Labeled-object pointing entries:
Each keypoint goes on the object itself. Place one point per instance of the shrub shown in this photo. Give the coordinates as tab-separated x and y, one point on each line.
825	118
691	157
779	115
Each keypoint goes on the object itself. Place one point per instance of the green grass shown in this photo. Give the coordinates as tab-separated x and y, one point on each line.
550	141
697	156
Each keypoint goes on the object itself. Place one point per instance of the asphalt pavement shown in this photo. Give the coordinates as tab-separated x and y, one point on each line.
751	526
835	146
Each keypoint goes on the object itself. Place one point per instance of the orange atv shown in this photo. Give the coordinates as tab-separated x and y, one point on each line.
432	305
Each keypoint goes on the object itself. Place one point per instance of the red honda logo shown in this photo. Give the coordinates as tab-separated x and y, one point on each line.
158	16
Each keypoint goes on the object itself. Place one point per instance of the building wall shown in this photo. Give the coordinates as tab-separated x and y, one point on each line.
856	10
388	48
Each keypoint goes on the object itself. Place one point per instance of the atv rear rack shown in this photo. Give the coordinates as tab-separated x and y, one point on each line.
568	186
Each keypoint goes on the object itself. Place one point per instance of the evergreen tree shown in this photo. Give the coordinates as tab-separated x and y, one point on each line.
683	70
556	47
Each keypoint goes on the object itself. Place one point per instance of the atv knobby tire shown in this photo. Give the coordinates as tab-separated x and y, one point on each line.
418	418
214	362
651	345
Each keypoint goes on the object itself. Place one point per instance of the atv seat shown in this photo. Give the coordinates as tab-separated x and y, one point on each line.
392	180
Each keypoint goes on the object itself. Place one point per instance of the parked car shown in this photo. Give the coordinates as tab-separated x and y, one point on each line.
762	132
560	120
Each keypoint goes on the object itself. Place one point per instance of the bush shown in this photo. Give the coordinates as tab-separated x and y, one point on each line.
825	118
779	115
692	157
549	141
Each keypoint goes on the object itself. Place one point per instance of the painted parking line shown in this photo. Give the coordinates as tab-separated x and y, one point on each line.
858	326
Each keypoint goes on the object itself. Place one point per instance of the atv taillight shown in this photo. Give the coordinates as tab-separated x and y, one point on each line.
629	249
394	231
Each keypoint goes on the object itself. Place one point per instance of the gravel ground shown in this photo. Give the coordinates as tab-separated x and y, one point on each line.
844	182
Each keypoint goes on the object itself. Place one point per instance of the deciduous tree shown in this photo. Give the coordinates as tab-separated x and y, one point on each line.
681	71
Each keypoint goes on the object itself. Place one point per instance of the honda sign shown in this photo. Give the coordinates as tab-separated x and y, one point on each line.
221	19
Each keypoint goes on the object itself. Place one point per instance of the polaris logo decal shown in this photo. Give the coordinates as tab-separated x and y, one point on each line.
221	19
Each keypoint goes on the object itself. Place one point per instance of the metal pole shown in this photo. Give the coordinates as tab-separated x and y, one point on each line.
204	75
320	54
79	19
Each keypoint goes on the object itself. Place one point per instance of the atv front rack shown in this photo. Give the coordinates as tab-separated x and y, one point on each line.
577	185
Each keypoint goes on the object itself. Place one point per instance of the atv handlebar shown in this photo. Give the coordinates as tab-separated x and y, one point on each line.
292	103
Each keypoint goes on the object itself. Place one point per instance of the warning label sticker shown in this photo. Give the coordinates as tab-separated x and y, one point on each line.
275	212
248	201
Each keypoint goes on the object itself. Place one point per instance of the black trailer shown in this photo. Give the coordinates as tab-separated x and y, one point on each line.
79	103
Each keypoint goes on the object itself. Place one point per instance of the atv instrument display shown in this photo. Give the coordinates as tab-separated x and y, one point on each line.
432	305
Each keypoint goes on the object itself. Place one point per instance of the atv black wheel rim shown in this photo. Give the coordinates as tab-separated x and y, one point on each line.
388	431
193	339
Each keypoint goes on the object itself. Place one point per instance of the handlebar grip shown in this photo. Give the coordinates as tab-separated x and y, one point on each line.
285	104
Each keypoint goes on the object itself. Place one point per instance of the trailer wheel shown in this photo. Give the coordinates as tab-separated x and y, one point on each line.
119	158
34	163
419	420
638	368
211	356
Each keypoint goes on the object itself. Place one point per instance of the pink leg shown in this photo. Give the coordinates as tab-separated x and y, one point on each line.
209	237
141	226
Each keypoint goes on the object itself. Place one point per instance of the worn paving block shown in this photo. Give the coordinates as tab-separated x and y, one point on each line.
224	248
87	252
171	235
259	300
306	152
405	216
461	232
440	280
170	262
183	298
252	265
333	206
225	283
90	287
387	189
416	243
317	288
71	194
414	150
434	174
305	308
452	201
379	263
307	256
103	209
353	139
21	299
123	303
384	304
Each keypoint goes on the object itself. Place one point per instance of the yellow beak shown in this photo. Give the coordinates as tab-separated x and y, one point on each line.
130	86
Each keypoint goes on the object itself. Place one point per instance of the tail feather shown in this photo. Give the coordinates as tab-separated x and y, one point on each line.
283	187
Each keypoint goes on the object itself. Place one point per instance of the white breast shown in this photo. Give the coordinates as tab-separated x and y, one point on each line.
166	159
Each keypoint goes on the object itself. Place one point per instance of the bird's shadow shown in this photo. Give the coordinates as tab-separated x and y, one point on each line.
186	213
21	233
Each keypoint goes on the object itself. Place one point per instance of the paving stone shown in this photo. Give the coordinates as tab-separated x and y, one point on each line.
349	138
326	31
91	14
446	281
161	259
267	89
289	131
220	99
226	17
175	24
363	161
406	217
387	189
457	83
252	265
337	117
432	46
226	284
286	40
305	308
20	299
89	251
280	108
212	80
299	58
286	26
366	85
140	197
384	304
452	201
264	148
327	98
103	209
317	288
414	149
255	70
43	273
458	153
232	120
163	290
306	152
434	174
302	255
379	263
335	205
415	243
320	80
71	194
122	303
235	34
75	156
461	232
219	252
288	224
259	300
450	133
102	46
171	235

→ **REQUIREMENTS**: All of the data must be returned exactly.

→ **TASK OUTPUT**:
Each keypoint goes on the object itself. Place one point per instance of the shrub shown in this photo. Give the coordinates as tab-separated x and y, one point on each line.
825	118
691	157
779	115
Each keypoint goes on the object itself. Place one point per instance of the green grass shown in this photo. Give the coordinates as tab-separated x and y, one point on each line.
550	141
697	156
Each keypoint goes on the object itself. Place one point per instance of the asphalt pavement shown in this photo. Give the coordinates as tab-separated x and y, one point on each line.
751	526
835	146
Each keypoint goes on the object itself. Place one point per instance of the orange atv shown in this photo. Give the coordinates as tab-separated x and y, one point on each line.
432	305
Each keypoint goes on the object itself. Place one point per instance of the red honda logo shown in this photo. Give the coordinates as tab-separated x and y, one point on each line.
158	16
Each keypoint goes on the object itself. Place one point per instance of the building wall shown in this photo. Give the coordinates as tab-separated x and y, one point on each line.
856	10
388	48
Each keypoint goes on the object itself. Place one point per instance of the atv rear rack shown in this photo. Give the coordinates as tab-separated x and y, one point on each line.
568	186
Each keypoint goes on the object itself. Place one point per instance of the evergreen tree shown in this photo. Give the coordinates as tab-separated x and y, one point on each line.
683	70
556	47
Each keypoint goes on the object itself. Place one point per instance of the atv knobby tire shown in this photo. Give the coordinates as tab-separated x and y, one point on each line.
418	418
214	362
651	345
Each keypoint goes on the object itself. Place one point per instance of the atv seat shown in this photo. Give the coordinates as tab-separated x and y, one point on each line.
392	180
Each keypoint goes on the object itself. Place one point per instance of the parked car shown in this photo. Give the coordinates as tab-separated x and y, one point on each line.
762	132
560	120
Each keypoint goes on the object itself. Place one point per instance of the bush shown in this photo. Give the coordinates as tab-separated x and y, one point on each line.
825	118
779	115
692	157
549	141
Each keypoint goes on the object itself. Place one point per instance of the painted parking line shown in this photo. Give the coordinates as tab-separated x and y, one point on each line.
858	326
Each keypoint goes on the object itself. Place one point per instance of the atv taillight shown in this photo. Give the coordinates as tab-separated x and y, one point on each line.
629	249
394	231
Each keypoint goes on the object itself. Place one point per instance of the gravel ground shown in this photo. Give the coordinates as tab-separated x and y, one point on each line.
844	182
Each keypoint goes on the object itself. Place one point per instance of the deciduous tree shown in this photo. Give the coordinates as tab-separated x and y, one point on each line.
681	71
Each keypoint goes on the object itself. Place one point per instance of the honda sign shown in this photo. Give the coordinates as tab-separated x and y, one point on each line.
221	19
Each keypoint goes on the object itself. Place one point per instance of the polaris logo decal shown in this photo. Give the coordinates as tab-separated x and y, one point on each line.
221	19
Each keypoint goes on the object itself. Place one point per instance of the metal pole shown in this photo. Give the coordinates as tab-separated x and y, one point on each line.
204	75
320	54
79	19
Each keypoint goes on the object itself. Place one point per instance of the atv front rack shown in this photo. Give the coordinates as tab-separated x and y, one point on each line.
577	185
Each keypoint goes on the object itself. Place one point per instance of the atv handlebar shown in this photo. Give the coordinates as tab-separated x and y, one point on each line.
292	103
Each keypoint goes on the object itself. Place one point per instance of the warning label sticker shown in this photo. Give the coordinates as tab-separated x and y, one point on each line.
275	212
248	201
Each keypoint goes on the object itself. Place one point per instance of the black trailer shown in this photo. Give the coordinates as tab-separated x and y, one point on each line.
79	103
Each keypoint goes on the object itself. Place one point per instance of the atv instrument display shown in this photo. Give the coordinates as tab-separated x and y, one point on each line.
432	305
Each keypoint goes on the object itself. Place one point per instance of the atv black wheel rim shown in this photo. Give the coordinates as tab-separated x and y, one point on each line.
388	431
193	339
Each keypoint goes on the object itself. Place one point per instance of the handlebar grip shown in this photo. Give the coordinates as tab-separated x and y, one point on each line.
285	104
Each keypoint goes on the object itself. Place one point per instance of the trailer wheel shown in this photo. Give the coordinates as tab-separated x and y, one point on each line.
119	158
34	163
419	420
638	368
211	356
Each keypoint goes on the object itself. Place one point per instance of the pink leg shown in this photo. Give the coordinates as tab-separated x and y, one point on each line.
209	237
141	226
Each keypoint goes on the object itself. Place one point per instance of the worn paving block shown in this photo. Give the coordinates as tab-separated x and y, one point on each line.
224	248
87	252
171	235
259	300
306	152
405	216
461	232
440	280
170	262
183	298
252	265
333	206
225	283
90	287
387	189
416	243
317	288
71	194
414	150
434	174
305	308
452	201
379	263
307	256
103	209
353	139
21	299
123	303
384	304
Each keypoint goes on the object itself. Place one point per instance of the yellow beak shown in this photo. Give the coordinates as tab-separated x and y, one point on each line.
130	86
Each keypoint goes on the object itself. Place one point per instance of the tail feather shown in this photo. Give the coordinates as tab-separated x and y, one point on each line.
283	187
Each keypoint goes on the object itself. Place one point per instance of the white breast shown in this photo. Give the coordinates as tab-separated x and y, one point on each line.
166	159
Each keypoint goes on the object itself. Place one point per instance of the bird's shadow shown in this photo. Give the coordinates as tab-separated x and y, one point on each line.
186	213
21	233
Each keypoint goes on the object itself. Place one point per instance of the paving stone shown in this photo. Give the coordinates as tab-separated x and y, one point on each line.
349	138
326	31
91	14
446	281
161	259
267	89
289	131
220	99
226	17
175	24
363	161
406	217
387	189
457	83
252	265
337	117
432	46
226	284
286	40
305	308
20	299
89	251
280	108
212	80
299	58
286	26
366	85
140	197
384	304
452	201
264	148
327	98
103	209
317	288
414	149
255	70
43	273
458	153
232	120
163	290
306	152
434	174
302	255
379	263
335	205
415	243
320	80
71	194
122	303
235	34
75	156
461	232
219	252
288	224
259	300
450	133
102	46
171	235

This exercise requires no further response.